*Objectives*
A – Answer these questions from the source excerpt:
(i) Which two quality indicators does it name?
(ii) What kind of error does it say large datasets have?
(iii) How does it describe scientists by nature?
B – In the records, update the lines starting with the line with "In this exercise you will point out the cumulus" and going on through the line with "[(87, 371), (638, 467), (554, 388), (151, 405), (1155, 489)]", changing "Use this form" to "Follow this format" and leaving all else unchanged. Give only those lines.

*Source excerpt*
========

These insights prove to be really useful to the people using our products. It can help them to get to crucial information faster, show relationships they might have missed and, in general, help them be more effective in their daily work.
Our task is to present that wealth of information so that users can make sense of it and act on it. Most designers will appreciate a broad scope and a bit of complexity. The additional challenge lies in establishing trust — people want to know where a recommendation comes from, or what the underlying dataset is. Scientists are, by nature, inquisitive and sensitive to where information is coming from. Transparency is therefore crucial, and quality indicators like metrics serve an important purpose to make quick assessments. Another quality indicator is the brand. Established brands such as Elsevier or one of our other imprints and journal brands are a great asset.
Furthermore, we’re dealing with complicated or unknown edge cases — data served from a database (built up over decades) and thrown on a page can take any shape. It can be a record page with text, a diagram, or some other data visualisation. The resulting page can be almost empty or overwhelmingly full. Large datasets have errors like multiple records for the same entity. How can people evaluate the validity of the data, and even help to improve the dataset if they have the missing piece?

========

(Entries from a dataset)
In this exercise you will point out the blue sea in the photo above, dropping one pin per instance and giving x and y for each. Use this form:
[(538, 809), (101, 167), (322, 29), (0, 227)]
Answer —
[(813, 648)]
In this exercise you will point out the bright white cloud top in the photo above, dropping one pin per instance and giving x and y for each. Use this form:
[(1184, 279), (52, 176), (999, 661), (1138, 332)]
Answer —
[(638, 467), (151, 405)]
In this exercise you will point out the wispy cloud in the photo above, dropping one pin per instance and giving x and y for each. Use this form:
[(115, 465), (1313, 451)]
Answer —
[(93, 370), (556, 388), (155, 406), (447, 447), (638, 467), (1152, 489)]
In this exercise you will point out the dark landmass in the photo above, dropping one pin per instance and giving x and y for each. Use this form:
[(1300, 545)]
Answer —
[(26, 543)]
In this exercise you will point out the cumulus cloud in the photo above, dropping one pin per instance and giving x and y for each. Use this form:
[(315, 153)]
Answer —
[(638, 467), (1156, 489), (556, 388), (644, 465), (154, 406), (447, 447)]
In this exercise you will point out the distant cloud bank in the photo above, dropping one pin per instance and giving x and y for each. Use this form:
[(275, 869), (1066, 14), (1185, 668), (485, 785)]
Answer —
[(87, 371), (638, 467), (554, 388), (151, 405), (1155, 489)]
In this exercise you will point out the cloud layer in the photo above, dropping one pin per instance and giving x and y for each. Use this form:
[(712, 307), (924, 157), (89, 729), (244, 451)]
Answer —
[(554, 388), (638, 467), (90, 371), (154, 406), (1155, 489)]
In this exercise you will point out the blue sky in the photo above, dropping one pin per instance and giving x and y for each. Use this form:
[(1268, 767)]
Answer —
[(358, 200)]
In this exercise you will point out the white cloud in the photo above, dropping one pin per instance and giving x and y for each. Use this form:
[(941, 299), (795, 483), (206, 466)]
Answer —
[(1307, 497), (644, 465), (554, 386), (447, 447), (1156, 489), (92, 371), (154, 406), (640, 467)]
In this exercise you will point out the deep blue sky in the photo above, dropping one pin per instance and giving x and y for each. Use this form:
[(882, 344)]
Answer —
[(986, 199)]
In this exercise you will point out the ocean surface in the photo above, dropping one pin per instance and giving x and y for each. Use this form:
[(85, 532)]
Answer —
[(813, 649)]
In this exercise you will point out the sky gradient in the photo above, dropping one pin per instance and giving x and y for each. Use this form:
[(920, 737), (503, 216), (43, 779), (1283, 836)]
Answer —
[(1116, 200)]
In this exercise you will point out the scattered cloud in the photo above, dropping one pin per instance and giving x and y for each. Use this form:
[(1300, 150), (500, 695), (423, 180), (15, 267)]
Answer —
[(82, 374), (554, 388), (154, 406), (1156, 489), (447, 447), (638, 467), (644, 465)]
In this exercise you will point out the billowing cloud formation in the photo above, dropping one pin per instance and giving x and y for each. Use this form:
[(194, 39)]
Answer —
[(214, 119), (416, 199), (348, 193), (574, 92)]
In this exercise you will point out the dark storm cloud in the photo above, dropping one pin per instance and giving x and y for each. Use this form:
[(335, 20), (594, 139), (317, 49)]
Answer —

========

*Solution set*
A –
(i) Metrics and the brand.
(ii) Multiple records for the same entity.
(iii) Inquisitive and sensitive to where information is coming from.

B –
In this exercise you will point out the cumulus cloud in the photo above, dropping one pin per instance and giving x and y for each. Follow this format:
[(315, 153)]
Answer —
[(638, 467), (1156, 489), (556, 388), (644, 465), (154, 406), (447, 447)]
In this exercise you will point out the distant cloud bank in the photo above, dropping one pin per instance and giving x and y for each. Follow this format:
[(275, 869), (1066, 14), (1185, 668), (485, 785)]
Answer —
[(87, 371), (638, 467), (554, 388), (151, 405), (1155, 489)]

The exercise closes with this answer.